What to work on: Given the material below, return only the lines starting at the line with "Where can you see the roadside" and ending at the line with "Where can you see the grass?", exactly as they appear.

Input data:
*** Begin section ***

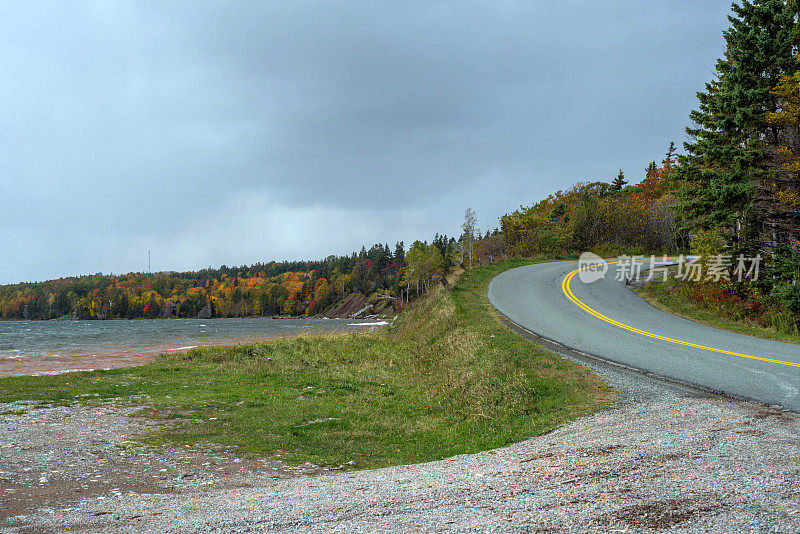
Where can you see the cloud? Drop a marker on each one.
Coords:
(216, 133)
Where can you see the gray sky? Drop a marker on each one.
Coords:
(234, 132)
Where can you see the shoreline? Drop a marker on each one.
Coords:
(54, 364)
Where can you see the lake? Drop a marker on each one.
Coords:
(46, 347)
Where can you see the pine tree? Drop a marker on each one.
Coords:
(619, 182)
(724, 166)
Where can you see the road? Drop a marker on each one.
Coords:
(607, 320)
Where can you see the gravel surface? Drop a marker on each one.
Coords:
(663, 458)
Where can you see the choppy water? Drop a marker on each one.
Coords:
(30, 347)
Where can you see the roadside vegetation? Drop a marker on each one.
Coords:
(719, 306)
(446, 379)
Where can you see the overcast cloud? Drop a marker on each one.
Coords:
(231, 133)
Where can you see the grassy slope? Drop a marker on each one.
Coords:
(447, 379)
(667, 296)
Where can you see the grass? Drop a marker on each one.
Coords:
(716, 307)
(448, 378)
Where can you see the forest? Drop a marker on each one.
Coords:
(733, 190)
(264, 289)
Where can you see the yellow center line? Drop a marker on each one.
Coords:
(565, 287)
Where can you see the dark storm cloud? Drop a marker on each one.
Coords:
(237, 132)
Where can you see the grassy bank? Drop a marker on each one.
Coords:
(448, 378)
(715, 305)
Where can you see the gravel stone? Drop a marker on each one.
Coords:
(662, 458)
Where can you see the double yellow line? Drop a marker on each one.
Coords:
(565, 287)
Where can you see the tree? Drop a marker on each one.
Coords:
(619, 182)
(468, 232)
(725, 161)
(782, 192)
(670, 158)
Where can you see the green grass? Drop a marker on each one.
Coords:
(698, 303)
(448, 378)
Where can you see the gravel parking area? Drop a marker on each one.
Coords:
(662, 458)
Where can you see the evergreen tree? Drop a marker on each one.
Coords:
(725, 161)
(619, 182)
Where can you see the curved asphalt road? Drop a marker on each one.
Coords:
(533, 297)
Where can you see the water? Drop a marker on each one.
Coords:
(37, 347)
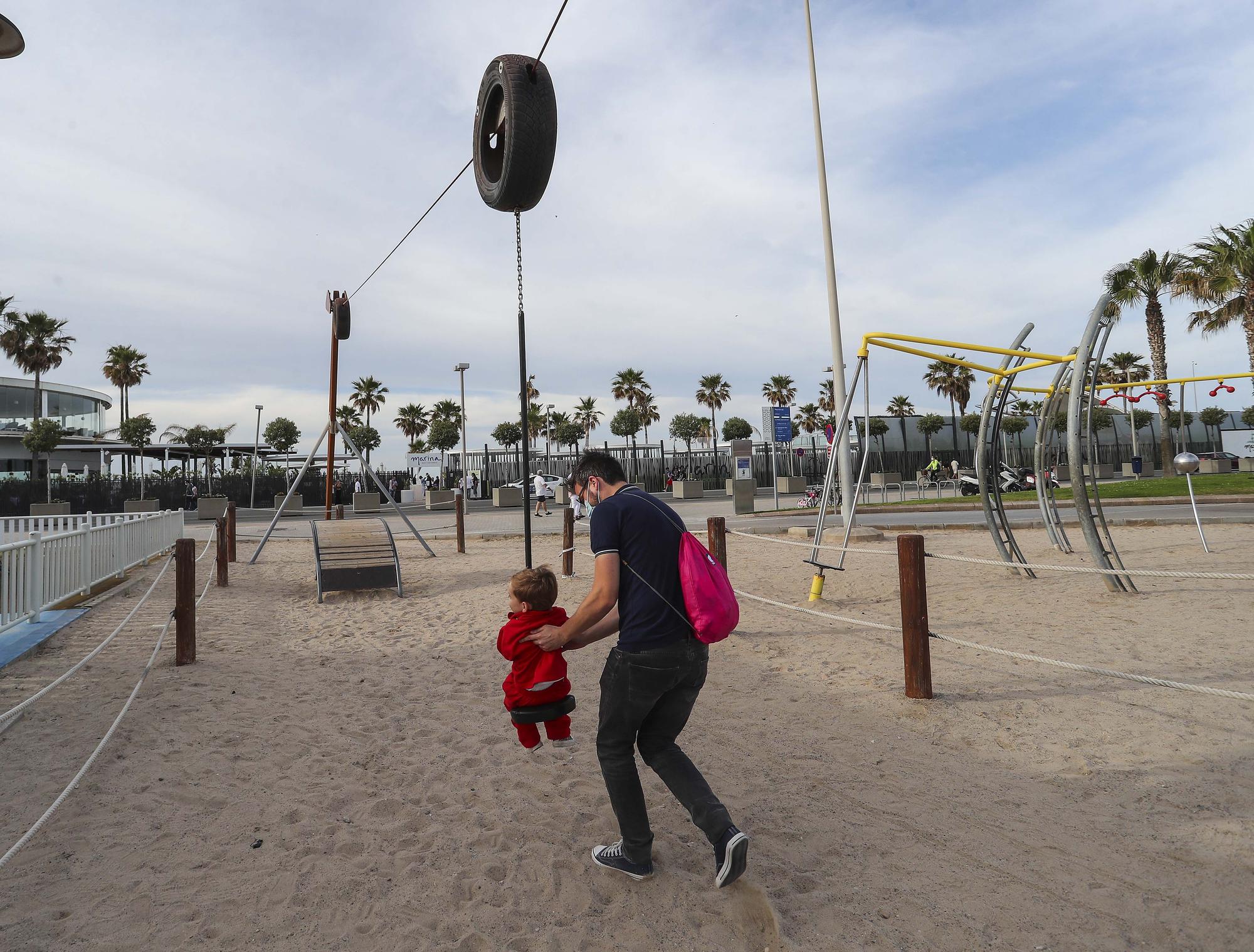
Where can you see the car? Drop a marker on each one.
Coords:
(551, 484)
(1232, 458)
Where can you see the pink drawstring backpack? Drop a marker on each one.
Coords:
(712, 605)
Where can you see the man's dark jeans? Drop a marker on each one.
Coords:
(646, 698)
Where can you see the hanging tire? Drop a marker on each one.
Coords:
(515, 133)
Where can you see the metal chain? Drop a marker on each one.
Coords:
(519, 244)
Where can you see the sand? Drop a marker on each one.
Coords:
(364, 743)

*** End section ***

Answer to this problem:
Where can you see the roadside vegetation? Drop a marker on each one.
Coords:
(719, 306)
(446, 379)
Where can you see the overcast cloud? Drop a marker on each one.
Coords:
(231, 133)
Where can you see the grassy slope? Drop a marker on each one.
Coords:
(447, 379)
(667, 296)
Where can you see the grass? Drop a marker on each one.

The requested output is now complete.